(Activity):
Retype the crossword blog text word for word. Begin at the words containing "Please leave a" and stop after "this pudding (4)".

=== Text shown ===

Miffypops was expecting to blog this crossword today but received sad news of the death of a close family member earlier this morning. I’m sure you will join me in sending condolences to him, his sister, Saint Sharon, and the rest of the family.
Please leave a comment telling us what you thought.
1a Looking after oldies good? It is with carer being special (10)
GERIATRICS The abbreviation for Good and an anagram (being special) of IT IS with CARER
6a Something starchy in this pudding (4)
SPUD Hidden in thiS PUDding
9a Result of golf club disturbance? (5)
DIVOT A cryptic definition of a small piece of turf dug up by the head of a golf club during a stroke
10a Change in class of people with non-binary gender? (9)
TRANSFORM Split 5,4 this synonym for change could relate to a class of non-binary gender people
12a Travel to and fro with one out to offer friendly greeting (4,9)
GOOD AFTERNOON Another word for travel and an anagram (out) of TO AND FRO with ONE
14a Cardinal maybe going round part of church showed sign of life (8)
RESPIRED A word meaning of a scarlet colour (cardinal maybe) going round part of a church
15a Epsom’s leading character, say, repeatedly backing a horse (3-3)

=== Data for review ===

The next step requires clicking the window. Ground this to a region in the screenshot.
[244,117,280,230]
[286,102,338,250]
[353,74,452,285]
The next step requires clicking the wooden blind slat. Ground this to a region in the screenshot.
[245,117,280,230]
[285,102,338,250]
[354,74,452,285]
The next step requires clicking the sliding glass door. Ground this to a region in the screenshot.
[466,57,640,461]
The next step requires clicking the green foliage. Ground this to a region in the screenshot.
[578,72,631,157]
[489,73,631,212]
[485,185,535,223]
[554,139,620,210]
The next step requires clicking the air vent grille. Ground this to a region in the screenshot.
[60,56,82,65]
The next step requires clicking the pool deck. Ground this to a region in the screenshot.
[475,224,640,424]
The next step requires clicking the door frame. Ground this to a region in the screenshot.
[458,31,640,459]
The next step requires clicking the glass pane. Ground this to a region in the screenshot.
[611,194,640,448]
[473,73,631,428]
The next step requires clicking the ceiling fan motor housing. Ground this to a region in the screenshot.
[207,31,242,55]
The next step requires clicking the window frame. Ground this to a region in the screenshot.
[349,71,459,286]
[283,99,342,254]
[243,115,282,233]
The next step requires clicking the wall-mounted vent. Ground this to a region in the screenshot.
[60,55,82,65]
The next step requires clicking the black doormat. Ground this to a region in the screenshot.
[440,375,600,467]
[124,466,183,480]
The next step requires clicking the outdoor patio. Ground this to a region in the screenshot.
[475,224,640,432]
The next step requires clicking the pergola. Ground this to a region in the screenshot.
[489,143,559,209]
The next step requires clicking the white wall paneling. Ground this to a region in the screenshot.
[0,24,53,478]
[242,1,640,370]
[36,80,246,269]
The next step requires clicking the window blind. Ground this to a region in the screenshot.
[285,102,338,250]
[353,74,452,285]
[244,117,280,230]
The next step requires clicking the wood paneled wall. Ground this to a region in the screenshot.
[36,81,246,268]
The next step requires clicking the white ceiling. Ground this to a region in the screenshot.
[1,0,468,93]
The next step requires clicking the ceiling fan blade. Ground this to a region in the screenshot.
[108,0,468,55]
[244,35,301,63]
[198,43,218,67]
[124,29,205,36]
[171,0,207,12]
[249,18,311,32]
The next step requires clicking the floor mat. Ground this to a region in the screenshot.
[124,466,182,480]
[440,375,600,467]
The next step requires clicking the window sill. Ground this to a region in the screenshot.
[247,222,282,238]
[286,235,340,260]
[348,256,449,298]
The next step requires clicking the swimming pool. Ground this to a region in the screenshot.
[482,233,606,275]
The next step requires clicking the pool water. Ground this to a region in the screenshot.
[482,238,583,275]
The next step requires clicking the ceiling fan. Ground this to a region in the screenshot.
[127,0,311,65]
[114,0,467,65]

===

(Output for this exercise):
Please leave a comment telling us what you thought.
1a Looking after oldies good? It is with carer being special (10)
GERIATRICS The abbreviation for Good and an anagram (being special) of IT IS with CARER
6a Something starchy in this pudding (4)